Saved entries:
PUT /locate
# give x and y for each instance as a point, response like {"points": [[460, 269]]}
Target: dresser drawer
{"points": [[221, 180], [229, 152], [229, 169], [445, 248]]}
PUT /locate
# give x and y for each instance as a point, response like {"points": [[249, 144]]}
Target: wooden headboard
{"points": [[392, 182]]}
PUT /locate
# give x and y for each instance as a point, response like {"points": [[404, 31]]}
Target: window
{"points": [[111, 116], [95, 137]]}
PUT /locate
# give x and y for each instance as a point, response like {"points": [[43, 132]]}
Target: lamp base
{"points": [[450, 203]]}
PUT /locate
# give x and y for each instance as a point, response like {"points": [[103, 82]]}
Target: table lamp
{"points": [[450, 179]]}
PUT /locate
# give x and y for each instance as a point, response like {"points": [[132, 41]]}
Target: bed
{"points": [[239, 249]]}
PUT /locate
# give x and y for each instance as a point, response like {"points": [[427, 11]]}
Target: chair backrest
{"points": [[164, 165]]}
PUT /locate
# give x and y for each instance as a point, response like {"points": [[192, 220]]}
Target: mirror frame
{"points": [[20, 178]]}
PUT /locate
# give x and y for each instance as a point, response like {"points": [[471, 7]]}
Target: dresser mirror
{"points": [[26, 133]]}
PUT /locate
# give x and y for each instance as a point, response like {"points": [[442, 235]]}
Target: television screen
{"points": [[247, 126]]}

• [Required work] The response should be every record above restated exactly.

• [Answer for the task]
PUT /locate
# give x and y for each instance as a point, response like {"points": [[460, 269]]}
Target: dresser drawer
{"points": [[221, 180], [229, 152], [229, 169], [445, 248]]}
PUT /locate
# give x and y for each instance as a point, response like {"points": [[249, 144]]}
Target: wooden headboard
{"points": [[392, 182]]}
PUT /locate
# give x and y for each instance as a point, response like {"points": [[404, 31]]}
Target: window
{"points": [[111, 116], [95, 137]]}
PUT /locate
# give x and y for each instance as a point, response like {"points": [[43, 132]]}
Target: lamp base
{"points": [[450, 203]]}
PUT /locate
# give x and y for each instance as a point, response like {"points": [[103, 82]]}
Target: table lamp
{"points": [[450, 179]]}
PUT /locate
# give x and y for each instance as a point, response like {"points": [[132, 41]]}
Target: bed
{"points": [[239, 249]]}
PUT /locate
# give x and y for each instance as a point, response like {"points": [[427, 11]]}
Target: chair backrest
{"points": [[164, 165]]}
PUT /locate
# give x and y for each instance as a point, response like {"points": [[192, 220]]}
Target: mirror frame
{"points": [[20, 178]]}
PUT /locate
# give x and y for each instance as a point, response like {"points": [[471, 7]]}
Target: dresser mirror
{"points": [[26, 133]]}
PUT /locate
# give x and y for each instance as a point, response like {"points": [[442, 235]]}
Target: television screen
{"points": [[247, 126]]}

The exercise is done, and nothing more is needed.